━━ DOCUMENT SEGMENT

I had some Williams Carbon 20 clinchers....

First, the decals used to be removable, quite easily. Newer ones are under the clearcoat so not really removable.

I weigh around 155lbs and I thought the rear wheel was quite flexy, I really had to open my brakes much more than I like them at the lever so the rear wheel wouldn't rub when I sprinted or climbed hard, especially out of the saddle. But the real reason I had the wheels but don't anymore is that I melted the front rim... twice. The first was from a bad batch I was told, after the second one, I was told the 20's had issues... and was offered a switch to another model or a refund... I chose the refund.

Now I don't want to say don't buy the wheels, but I wouldn't recommend them to you at your weight (even without the melting rim issue) as you'll probably feel the flex much more than I did. And if going for the 20's, I would ask if they changed the rim since this summer (the second wheel I had was sent to me mid-summer 2011).

To Williams credit, he was very helpful and quick to deal with. Kudos to the company for their service... but I feel that you do get what you pay for, if the price is too good to be true, it probably isn't... so I'm back to a bit heavier but similarly priced Ksyrium SL's and Hed Ardennes now.

I also thought the tires were hard to change on them... but I consider 5 minutes to change a tire a very long time. On most wheels, it takes about a minute or two max without tire levers.


----------



## MikeMiranda

I've been emailing Boyd cycling he mentioned that will be releasing a new wheel set soon, 23mm wide, 28mm deep rim that will be right around the same weight as the current Vitesse. The logos will be laser etched onto the rim instead of using decals so that should make for an easy to clean rim without worrying about the decals peeling off (and it'll save some weight)

━━━━

### DIRECTIONS:
Reproduce the whole forum thread about Williams Carbon 20 clincher wheels word for word.

━━ DATA RECORDS

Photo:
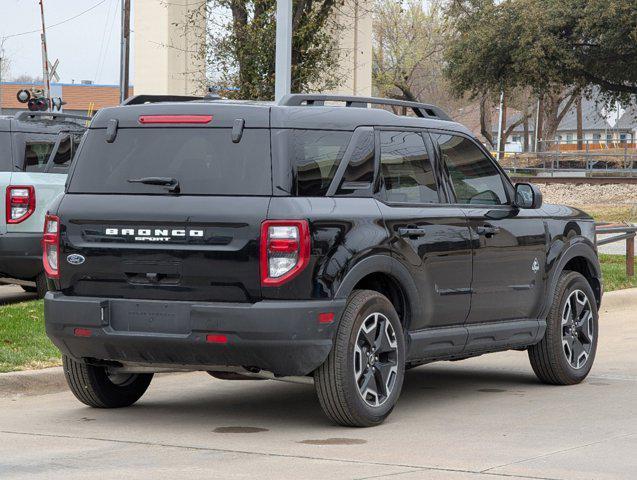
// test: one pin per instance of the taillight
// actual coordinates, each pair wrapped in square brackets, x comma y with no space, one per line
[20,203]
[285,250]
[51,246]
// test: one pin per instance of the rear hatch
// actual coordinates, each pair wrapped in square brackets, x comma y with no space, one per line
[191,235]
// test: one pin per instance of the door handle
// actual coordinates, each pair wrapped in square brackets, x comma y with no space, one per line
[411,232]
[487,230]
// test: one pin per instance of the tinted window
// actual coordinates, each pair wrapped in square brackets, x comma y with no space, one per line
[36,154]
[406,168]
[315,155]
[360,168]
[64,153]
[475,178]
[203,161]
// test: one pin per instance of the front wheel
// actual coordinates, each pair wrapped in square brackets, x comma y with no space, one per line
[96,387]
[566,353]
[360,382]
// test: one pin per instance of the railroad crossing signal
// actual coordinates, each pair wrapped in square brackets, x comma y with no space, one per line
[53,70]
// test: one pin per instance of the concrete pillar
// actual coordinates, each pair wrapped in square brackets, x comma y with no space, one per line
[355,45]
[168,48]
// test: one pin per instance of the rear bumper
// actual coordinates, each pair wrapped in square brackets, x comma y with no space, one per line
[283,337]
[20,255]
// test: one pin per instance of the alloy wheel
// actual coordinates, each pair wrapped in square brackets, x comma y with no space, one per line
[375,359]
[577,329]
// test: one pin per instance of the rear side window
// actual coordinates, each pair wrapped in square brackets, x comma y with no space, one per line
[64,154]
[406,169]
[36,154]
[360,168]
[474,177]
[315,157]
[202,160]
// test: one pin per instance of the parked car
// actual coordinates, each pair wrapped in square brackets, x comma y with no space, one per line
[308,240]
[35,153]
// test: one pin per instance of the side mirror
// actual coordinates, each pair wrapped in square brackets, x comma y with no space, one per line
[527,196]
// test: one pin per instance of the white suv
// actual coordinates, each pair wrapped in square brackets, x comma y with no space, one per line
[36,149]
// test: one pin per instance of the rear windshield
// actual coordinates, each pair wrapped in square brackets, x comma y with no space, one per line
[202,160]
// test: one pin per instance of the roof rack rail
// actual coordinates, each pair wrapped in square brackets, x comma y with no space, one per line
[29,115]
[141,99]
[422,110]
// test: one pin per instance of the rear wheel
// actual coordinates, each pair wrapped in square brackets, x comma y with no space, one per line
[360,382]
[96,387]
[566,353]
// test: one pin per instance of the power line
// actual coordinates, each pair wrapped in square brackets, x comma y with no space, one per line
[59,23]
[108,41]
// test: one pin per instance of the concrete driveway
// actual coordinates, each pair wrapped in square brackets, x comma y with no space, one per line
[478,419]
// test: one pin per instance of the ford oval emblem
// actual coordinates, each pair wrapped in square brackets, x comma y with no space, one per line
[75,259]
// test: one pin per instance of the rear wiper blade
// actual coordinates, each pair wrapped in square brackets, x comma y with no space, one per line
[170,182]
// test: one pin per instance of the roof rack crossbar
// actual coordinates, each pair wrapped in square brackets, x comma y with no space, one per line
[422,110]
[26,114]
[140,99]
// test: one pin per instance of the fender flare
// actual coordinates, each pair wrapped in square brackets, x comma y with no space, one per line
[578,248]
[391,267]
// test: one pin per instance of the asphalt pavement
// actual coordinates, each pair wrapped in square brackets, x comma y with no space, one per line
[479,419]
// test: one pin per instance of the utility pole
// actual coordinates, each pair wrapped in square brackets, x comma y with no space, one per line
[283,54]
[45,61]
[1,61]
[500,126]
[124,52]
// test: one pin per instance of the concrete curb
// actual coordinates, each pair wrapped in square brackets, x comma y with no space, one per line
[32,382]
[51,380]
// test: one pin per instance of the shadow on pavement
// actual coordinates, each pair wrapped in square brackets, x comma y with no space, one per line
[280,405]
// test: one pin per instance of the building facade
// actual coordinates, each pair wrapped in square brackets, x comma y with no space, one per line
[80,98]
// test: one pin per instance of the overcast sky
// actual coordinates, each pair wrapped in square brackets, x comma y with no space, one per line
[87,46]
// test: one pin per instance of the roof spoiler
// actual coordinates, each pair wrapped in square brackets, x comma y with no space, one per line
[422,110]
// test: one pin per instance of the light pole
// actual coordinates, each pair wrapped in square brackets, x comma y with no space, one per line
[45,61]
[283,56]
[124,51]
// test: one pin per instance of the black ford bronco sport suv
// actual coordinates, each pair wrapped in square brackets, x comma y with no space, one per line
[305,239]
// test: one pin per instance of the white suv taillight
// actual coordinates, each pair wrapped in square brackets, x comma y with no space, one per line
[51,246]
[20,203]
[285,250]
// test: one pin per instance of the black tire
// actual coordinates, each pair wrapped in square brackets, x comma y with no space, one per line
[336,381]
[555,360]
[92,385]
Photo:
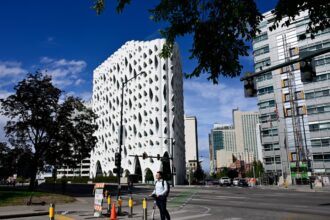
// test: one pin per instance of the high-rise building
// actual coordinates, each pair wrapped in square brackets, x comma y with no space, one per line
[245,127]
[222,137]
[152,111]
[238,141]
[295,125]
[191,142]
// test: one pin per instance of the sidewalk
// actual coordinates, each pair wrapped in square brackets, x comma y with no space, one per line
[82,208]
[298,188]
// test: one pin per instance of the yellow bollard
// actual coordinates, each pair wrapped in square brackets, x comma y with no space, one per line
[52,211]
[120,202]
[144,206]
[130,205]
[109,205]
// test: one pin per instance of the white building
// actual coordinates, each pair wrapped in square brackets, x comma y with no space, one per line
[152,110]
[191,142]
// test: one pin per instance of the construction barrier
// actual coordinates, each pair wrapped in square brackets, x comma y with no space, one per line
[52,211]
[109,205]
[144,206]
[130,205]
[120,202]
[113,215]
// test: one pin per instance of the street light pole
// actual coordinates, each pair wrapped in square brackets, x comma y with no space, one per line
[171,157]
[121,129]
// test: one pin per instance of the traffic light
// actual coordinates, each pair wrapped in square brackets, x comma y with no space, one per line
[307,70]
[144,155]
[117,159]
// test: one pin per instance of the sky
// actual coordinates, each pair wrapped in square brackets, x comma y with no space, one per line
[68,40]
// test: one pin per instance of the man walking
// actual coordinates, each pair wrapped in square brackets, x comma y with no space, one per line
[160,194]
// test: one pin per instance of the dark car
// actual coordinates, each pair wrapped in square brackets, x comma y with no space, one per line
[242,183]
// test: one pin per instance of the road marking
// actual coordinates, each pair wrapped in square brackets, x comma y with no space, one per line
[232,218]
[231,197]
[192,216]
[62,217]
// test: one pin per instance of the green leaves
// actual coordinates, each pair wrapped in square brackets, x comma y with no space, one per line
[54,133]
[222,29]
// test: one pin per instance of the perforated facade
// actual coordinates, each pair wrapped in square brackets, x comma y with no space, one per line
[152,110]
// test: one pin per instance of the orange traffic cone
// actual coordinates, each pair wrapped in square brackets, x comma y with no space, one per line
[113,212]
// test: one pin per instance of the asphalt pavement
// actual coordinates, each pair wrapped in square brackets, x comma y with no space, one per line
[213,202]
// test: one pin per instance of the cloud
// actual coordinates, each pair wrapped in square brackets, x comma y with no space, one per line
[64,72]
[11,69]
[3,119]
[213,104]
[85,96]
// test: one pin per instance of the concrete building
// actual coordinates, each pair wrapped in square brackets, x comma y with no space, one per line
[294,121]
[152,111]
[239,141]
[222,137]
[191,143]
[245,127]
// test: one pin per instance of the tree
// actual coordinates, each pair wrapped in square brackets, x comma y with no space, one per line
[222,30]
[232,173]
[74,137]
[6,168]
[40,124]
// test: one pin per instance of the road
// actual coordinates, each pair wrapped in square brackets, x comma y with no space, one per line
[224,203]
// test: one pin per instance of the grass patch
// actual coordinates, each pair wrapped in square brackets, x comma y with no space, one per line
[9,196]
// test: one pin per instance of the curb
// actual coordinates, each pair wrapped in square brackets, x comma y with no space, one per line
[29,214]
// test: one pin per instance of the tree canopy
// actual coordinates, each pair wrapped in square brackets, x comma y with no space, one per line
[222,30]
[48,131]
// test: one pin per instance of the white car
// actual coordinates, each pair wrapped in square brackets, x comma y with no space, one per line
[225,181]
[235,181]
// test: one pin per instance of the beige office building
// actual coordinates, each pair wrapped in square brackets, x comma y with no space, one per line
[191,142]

━━━━
━━ DATA RECORDS

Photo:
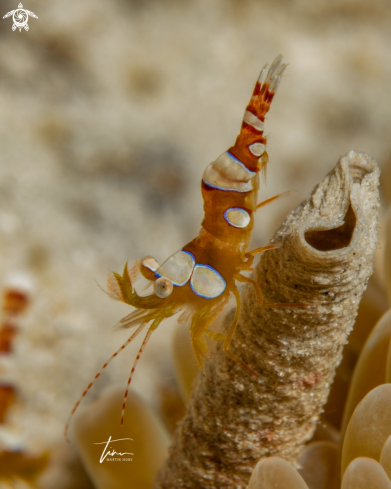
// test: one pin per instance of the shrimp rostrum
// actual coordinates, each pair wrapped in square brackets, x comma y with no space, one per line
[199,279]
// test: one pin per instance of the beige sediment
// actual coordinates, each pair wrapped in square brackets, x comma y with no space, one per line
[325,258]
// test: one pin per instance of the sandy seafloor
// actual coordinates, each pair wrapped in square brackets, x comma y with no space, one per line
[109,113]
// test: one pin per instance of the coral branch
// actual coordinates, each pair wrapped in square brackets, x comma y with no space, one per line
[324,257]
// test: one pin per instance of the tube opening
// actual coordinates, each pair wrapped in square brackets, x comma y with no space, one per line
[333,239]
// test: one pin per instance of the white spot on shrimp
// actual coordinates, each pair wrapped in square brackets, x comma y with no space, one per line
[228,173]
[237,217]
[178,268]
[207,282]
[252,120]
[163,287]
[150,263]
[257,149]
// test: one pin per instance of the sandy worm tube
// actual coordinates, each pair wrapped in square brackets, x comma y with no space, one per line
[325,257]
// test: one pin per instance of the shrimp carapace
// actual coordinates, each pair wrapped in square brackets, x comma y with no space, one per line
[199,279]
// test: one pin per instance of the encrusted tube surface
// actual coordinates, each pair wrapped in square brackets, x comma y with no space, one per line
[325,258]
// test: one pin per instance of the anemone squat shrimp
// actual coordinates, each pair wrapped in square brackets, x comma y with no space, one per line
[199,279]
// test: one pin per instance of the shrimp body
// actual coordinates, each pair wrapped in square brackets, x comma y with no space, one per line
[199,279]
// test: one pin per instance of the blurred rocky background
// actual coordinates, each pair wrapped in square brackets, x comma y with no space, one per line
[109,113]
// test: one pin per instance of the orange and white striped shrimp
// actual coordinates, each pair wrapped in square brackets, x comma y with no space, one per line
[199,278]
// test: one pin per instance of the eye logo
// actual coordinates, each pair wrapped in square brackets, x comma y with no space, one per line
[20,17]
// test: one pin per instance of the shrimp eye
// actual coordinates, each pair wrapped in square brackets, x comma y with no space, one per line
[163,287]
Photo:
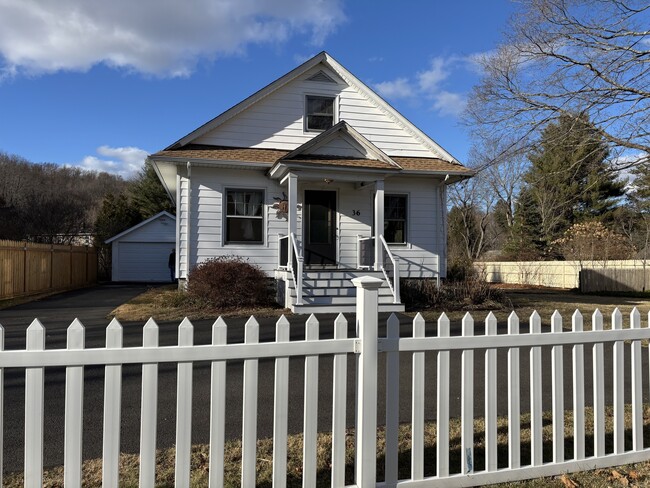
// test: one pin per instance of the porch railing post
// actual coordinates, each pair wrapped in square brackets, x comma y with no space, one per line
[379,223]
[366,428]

━━━━
━━ DATA RECORDS

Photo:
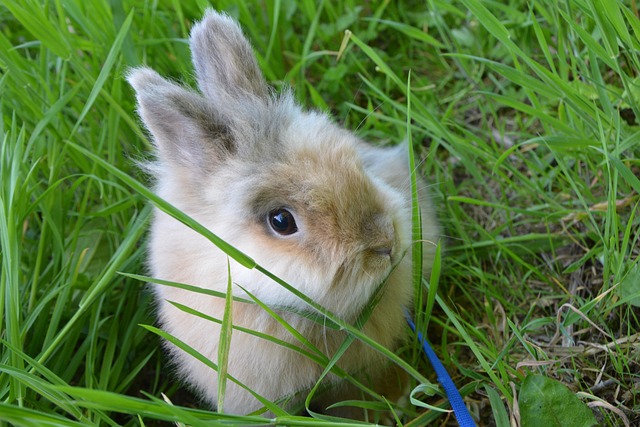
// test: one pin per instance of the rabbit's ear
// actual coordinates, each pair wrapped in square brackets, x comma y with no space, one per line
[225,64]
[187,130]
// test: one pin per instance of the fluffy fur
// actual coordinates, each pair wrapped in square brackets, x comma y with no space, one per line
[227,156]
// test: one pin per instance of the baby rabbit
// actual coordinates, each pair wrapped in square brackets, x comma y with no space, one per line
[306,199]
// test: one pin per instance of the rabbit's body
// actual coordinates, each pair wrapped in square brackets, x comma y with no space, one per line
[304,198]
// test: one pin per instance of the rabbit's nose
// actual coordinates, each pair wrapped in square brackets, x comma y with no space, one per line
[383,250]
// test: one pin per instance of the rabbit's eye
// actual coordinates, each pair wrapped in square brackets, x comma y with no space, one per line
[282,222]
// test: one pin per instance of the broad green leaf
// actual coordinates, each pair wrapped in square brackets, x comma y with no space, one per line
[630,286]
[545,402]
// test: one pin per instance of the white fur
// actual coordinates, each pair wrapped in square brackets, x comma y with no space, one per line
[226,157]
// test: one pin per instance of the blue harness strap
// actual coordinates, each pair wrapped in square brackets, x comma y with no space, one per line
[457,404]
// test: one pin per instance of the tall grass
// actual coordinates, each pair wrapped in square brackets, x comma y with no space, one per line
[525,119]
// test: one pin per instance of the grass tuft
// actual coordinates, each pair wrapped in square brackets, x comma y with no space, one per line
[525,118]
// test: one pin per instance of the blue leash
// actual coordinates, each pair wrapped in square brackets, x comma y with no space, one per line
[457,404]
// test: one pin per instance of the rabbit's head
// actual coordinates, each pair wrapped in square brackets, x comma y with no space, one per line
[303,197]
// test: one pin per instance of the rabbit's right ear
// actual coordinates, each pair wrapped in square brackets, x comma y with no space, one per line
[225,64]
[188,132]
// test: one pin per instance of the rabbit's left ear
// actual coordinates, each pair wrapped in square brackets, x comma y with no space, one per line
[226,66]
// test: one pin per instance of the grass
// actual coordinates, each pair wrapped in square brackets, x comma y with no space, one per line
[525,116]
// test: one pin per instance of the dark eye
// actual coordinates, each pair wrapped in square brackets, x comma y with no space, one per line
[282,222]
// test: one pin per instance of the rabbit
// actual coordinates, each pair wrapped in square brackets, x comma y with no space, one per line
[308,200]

━━━━

### COMPLETED EXERCISE:
I had some Williams Carbon 20 clinchers....

First, the decals used to be removable, quite easily. Newer ones are under the clearcoat so not really removable.

I weigh around 155lbs and I thought the rear wheel was quite flexy, I really had to open my brakes much more than I like them at the lever so the rear wheel wouldn't rub when I sprinted or climbed hard, especially out of the saddle. But the real reason I had the wheels but don't anymore is that I melted the front rim... twice. The first was from a bad batch I was told, after the second one, I was told the 20's had issues... and was offered a switch to another model or a refund... I chose the refund.

Now I don't want to say don't buy the wheels, but I wouldn't recommend them to you at your weight (even without the melting rim issue) as you'll probably feel the flex much more than I did. And if going for the 20's, I would ask if they changed the rim since this summer (the second wheel I had was sent to me mid-summer 2011).

To Williams credit, he was very helpful and quick to deal with. Kudos to the company for their service... but I feel that you do get what you pay for, if the price is too good to be true, it probably isn't... so I'm back to a bit heavier but similarly priced Ksyrium SL's and Hed Ardennes now.

I also thought the tires were hard to change on them... but I consider 5 minutes to change a tire a very long time. On most wheels, it takes about a minute or two max without tire levers.


----------



## MikeMiranda

I've been emailing Boyd cycling he mentioned that will be releasing a new wheel set soon, 23mm wide, 28mm deep rim that will be right around the same weight as the current Vitesse. The logos will be laser etched onto the rim instead of using decals so that should make for an easy to clean rim without worrying about the decals peeling off (and it'll save some weight)